**DIRECTIONS:** Copy out the data below. Leave nothing out and alter nothing.

Items from a data source:
------------------------------------------------------------------------

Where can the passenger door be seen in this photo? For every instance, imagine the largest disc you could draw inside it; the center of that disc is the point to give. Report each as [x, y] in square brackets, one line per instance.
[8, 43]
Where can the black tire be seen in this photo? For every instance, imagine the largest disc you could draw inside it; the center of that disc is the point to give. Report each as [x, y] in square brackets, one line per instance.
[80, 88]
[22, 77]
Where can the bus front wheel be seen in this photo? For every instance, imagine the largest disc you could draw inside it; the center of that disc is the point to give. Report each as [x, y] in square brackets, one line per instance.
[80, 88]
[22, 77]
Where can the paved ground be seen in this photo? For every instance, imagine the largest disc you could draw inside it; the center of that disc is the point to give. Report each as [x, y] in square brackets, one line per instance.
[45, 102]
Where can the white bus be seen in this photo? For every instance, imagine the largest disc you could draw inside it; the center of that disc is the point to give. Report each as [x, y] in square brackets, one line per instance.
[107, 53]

------------------------------------------------------------------------

**RESULT OF THE TASK:**
Where can the passenger door be seen in this photo? For every instance, imagine the largest disc you could draw inside it; the center of that disc is the point to give. Report each as [x, y] in square brackets, one line per instance.
[8, 43]
Where can the black tire be seen in this photo? For every instance, imagine the largest disc you could draw inside it; the center of that disc is the point to give. Report each as [x, y] in square brackets, one line per instance.
[80, 88]
[22, 77]
Where can the bus front wheel be seen in this photo? For every instance, imagine the largest disc you could draw inside it; the center of that disc is the point to give. Report each as [x, y] in square brackets, one line per instance.
[80, 88]
[22, 77]
Where can the paved ground be seen in this photo? For every instance, imagine the largest disc you could draw inside it; the center of that disc is the point to give. Report each as [x, y] in square brackets, one line per instance.
[45, 102]
Where can the white bus be seen in this photo? For every instance, imagine the largest disc you could draw inside it; the center of that disc is the point to give. Report each as [x, y] in square brackets, one line per instance.
[107, 53]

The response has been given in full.